- [What the task requires] Everything from the line containing "Reviewer note: confirm that each instance of the boutonniere" down to the last line of the entries below must be transcribed exactly, and nothing else.

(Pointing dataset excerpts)
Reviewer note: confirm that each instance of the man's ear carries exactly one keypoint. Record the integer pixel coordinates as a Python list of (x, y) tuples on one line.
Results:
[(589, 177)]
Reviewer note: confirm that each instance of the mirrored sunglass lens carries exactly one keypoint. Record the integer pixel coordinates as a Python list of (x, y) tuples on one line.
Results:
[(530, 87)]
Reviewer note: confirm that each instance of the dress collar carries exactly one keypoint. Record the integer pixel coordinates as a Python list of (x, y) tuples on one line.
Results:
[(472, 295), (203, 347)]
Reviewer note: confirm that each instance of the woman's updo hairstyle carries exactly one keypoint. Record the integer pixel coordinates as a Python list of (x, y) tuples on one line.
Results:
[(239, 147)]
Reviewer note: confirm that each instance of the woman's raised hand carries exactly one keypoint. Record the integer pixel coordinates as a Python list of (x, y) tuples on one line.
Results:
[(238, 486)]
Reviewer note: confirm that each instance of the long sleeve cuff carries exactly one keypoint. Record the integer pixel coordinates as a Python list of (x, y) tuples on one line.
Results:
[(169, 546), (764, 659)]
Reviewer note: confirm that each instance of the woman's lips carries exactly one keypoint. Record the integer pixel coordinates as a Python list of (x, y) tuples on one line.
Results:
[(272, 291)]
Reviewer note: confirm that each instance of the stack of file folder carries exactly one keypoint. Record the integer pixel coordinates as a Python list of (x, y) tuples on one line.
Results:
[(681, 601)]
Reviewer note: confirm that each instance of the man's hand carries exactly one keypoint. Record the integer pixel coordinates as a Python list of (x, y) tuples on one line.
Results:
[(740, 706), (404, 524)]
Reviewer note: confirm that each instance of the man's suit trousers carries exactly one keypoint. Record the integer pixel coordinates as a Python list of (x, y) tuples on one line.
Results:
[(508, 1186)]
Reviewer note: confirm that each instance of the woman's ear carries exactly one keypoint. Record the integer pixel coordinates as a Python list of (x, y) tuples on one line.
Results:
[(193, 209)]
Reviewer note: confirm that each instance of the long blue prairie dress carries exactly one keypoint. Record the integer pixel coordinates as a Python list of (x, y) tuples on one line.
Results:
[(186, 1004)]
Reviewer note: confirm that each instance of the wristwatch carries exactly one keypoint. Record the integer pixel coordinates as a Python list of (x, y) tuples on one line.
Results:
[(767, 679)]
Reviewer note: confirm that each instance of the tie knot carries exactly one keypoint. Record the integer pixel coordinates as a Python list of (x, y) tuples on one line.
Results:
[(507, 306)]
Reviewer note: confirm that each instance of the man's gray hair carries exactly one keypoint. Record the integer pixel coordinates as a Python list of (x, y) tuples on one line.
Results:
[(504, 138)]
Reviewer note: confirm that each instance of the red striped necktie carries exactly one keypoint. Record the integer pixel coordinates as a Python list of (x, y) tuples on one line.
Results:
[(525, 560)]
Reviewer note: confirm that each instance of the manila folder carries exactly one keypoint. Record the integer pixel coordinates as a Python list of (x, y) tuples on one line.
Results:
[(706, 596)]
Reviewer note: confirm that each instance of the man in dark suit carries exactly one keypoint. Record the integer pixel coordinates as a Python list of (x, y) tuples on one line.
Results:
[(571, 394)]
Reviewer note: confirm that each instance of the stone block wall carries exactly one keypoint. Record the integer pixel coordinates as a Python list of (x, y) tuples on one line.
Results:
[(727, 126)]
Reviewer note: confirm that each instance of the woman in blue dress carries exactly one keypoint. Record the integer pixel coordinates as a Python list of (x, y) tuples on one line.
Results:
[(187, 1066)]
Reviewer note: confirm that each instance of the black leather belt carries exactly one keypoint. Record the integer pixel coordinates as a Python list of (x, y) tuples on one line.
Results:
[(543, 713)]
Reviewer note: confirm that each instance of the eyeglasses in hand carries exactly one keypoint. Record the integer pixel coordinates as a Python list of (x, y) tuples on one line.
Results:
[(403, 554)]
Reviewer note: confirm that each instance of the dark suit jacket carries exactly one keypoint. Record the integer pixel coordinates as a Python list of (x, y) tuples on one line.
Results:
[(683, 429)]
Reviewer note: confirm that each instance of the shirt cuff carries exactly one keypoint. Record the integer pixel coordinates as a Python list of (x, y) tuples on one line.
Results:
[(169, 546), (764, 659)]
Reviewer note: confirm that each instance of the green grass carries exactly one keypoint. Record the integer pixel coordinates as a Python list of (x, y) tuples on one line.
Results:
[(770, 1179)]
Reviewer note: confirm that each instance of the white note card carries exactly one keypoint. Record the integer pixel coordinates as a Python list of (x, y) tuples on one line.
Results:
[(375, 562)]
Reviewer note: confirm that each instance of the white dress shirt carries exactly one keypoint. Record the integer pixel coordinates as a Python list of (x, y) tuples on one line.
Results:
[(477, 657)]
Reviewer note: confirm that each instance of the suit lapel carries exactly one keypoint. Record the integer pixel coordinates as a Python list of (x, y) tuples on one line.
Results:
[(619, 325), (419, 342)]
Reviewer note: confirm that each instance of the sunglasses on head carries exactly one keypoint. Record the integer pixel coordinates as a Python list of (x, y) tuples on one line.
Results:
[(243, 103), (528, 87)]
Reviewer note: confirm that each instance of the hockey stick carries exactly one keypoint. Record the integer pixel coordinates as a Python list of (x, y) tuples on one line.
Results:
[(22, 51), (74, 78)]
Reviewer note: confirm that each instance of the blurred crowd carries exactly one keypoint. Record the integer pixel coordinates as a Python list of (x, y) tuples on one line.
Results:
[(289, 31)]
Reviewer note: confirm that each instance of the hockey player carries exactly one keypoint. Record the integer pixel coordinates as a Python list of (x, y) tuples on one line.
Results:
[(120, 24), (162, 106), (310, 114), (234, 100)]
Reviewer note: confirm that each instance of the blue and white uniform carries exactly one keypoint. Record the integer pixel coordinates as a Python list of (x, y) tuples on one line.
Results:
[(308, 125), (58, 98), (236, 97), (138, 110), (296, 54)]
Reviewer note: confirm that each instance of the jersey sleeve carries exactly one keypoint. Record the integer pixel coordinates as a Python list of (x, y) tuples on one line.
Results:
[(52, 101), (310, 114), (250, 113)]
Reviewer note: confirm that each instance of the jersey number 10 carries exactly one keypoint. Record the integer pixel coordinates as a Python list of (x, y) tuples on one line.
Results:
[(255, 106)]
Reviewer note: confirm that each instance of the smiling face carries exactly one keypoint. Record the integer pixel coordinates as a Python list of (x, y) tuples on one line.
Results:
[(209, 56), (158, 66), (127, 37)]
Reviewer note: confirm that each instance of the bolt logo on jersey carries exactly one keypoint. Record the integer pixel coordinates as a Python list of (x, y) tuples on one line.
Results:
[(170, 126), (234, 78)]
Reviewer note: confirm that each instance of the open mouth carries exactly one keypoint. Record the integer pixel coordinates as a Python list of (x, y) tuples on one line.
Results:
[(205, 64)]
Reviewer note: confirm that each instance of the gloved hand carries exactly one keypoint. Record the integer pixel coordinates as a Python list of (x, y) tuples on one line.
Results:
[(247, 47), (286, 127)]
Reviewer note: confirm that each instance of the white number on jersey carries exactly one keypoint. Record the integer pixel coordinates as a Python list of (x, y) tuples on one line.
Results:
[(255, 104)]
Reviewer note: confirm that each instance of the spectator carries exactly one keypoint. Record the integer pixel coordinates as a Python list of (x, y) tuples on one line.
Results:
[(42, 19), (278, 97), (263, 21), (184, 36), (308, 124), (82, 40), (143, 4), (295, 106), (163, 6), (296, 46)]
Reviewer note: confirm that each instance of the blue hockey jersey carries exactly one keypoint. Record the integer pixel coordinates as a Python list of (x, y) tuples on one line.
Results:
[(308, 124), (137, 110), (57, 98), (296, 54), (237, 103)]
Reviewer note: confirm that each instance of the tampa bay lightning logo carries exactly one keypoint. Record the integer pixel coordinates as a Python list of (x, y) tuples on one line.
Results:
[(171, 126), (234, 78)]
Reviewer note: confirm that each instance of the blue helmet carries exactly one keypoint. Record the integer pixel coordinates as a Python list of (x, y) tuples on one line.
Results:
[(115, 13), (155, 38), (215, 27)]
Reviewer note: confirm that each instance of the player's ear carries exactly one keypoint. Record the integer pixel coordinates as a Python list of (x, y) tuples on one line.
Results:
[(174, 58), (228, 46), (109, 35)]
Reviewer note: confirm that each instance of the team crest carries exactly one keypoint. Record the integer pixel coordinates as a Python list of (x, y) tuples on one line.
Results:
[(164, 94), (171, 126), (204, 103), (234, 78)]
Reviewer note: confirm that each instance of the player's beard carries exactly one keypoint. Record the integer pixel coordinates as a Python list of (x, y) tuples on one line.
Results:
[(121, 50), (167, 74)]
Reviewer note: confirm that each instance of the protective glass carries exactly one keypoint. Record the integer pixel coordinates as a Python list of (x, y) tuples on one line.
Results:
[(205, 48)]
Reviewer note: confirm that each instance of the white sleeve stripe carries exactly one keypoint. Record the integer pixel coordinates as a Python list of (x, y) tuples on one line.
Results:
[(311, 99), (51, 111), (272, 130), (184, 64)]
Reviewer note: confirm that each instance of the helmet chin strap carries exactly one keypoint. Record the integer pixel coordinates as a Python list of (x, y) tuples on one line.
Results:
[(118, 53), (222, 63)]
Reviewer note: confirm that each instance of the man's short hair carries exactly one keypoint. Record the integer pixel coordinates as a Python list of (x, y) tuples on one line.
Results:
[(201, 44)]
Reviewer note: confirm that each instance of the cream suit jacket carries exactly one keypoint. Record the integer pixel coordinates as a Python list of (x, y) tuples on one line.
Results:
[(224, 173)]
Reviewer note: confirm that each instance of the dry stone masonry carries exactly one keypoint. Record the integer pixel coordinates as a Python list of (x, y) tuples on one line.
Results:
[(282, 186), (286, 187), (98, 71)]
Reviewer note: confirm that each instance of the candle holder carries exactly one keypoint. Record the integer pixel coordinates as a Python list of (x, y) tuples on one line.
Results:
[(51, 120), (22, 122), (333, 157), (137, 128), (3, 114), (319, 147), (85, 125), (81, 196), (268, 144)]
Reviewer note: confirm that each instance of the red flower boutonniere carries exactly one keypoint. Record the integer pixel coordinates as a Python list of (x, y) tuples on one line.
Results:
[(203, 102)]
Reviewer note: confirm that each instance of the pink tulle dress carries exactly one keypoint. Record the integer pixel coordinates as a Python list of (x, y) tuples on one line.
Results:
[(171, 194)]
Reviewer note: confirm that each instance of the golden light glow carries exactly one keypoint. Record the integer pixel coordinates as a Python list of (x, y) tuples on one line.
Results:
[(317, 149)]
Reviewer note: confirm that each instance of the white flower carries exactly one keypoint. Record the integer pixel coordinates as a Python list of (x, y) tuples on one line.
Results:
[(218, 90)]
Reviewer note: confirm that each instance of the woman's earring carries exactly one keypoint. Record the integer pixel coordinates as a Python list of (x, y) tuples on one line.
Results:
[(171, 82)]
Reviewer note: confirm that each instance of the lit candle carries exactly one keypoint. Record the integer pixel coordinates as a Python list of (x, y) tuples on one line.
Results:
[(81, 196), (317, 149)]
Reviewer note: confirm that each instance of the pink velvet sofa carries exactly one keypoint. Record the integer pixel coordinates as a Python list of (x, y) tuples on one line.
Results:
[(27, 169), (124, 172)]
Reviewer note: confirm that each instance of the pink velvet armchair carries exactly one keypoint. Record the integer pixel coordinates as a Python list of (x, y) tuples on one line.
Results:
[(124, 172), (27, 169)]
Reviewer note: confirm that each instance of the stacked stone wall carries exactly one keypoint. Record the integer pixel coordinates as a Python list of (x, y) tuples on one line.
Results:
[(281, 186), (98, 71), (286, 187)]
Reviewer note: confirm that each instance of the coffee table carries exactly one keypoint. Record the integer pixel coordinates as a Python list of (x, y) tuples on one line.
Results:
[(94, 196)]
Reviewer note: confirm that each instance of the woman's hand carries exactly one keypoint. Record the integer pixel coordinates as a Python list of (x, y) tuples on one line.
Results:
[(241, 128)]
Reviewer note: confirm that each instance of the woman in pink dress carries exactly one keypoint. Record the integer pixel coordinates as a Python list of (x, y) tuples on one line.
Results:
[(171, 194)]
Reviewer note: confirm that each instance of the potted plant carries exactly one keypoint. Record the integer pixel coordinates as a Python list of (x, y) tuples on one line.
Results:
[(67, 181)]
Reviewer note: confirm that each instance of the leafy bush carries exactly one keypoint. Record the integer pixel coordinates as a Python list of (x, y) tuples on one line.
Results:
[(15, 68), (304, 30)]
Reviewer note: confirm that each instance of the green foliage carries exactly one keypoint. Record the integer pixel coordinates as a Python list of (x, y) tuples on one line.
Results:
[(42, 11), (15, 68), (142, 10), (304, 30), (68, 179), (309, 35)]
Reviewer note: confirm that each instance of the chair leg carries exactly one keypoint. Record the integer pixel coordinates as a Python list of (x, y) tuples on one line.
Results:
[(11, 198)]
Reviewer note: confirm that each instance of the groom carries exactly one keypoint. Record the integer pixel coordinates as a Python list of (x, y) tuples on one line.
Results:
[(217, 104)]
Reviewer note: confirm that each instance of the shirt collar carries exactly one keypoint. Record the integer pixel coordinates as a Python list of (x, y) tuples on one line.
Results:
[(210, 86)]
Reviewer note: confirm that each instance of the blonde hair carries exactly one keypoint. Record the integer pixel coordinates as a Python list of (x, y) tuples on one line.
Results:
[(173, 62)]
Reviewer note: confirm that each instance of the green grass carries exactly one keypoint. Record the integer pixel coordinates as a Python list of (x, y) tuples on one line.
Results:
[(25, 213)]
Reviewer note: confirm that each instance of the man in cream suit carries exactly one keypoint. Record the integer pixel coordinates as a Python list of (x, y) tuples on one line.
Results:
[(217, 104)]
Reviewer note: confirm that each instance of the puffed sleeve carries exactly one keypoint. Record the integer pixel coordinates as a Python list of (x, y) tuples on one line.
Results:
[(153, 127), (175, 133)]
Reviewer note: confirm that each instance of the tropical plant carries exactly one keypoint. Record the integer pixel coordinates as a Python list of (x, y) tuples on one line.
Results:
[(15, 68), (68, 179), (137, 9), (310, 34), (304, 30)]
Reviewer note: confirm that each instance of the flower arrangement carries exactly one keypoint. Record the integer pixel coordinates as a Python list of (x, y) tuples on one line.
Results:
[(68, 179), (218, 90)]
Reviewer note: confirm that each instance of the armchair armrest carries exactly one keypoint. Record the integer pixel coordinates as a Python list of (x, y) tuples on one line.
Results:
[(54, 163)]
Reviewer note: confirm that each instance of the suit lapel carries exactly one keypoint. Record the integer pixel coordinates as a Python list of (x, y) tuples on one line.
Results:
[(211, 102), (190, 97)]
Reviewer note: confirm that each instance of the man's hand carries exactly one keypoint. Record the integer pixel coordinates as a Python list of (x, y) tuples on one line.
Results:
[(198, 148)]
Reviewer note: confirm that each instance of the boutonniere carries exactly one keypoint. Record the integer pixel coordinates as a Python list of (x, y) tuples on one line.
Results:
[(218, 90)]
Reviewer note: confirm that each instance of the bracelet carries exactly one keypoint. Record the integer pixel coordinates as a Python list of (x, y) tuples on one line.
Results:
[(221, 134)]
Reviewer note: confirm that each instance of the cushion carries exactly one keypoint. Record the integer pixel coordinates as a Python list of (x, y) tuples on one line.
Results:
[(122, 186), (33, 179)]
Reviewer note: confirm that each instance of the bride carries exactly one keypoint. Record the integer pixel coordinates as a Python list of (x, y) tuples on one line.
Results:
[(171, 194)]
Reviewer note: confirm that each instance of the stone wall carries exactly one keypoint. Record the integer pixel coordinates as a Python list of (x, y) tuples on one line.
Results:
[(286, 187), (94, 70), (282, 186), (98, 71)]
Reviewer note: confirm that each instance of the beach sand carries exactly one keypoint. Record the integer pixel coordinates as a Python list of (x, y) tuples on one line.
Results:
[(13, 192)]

- [Final result]
Reviewer note: confirm that each instance of the boutonniere carries exactly one keypoint. Record the integer pixel coordinates as a Python list of (x, y) tuples on one line.
Results:
[(218, 90)]
Reviewer note: confirm that each instance of the bracelet carries exactly one keypoint. Record the integer pixel coordinates as a Python list of (x, y) tuples on one line.
Results:
[(221, 134)]
Reviewer note: confirm that each instance of the cushion carries exactly one keypoint. Record the integer pixel coordinates as a Python list of (x, y) tuples on one line.
Results:
[(122, 186), (33, 179)]
Reviewer note: confirm that each instance of the bride carries exactly one keypoint. Record the integer pixel coordinates as a Python list of (x, y) tuples on one line.
Results:
[(171, 194)]
Reviewer note: confirm that each instance of the stone wall carries exactly one keypoint. Record the integer pixel coordinates as a Python list of (x, y) tuples on one line.
Results:
[(286, 187), (94, 70), (282, 186), (98, 71)]
Reviewer note: confirm that each instance of the beach sand carries exactly one keypoint. Record the integer pixel coordinates as a Python list of (x, y) tuples on one line.
Results:
[(13, 192)]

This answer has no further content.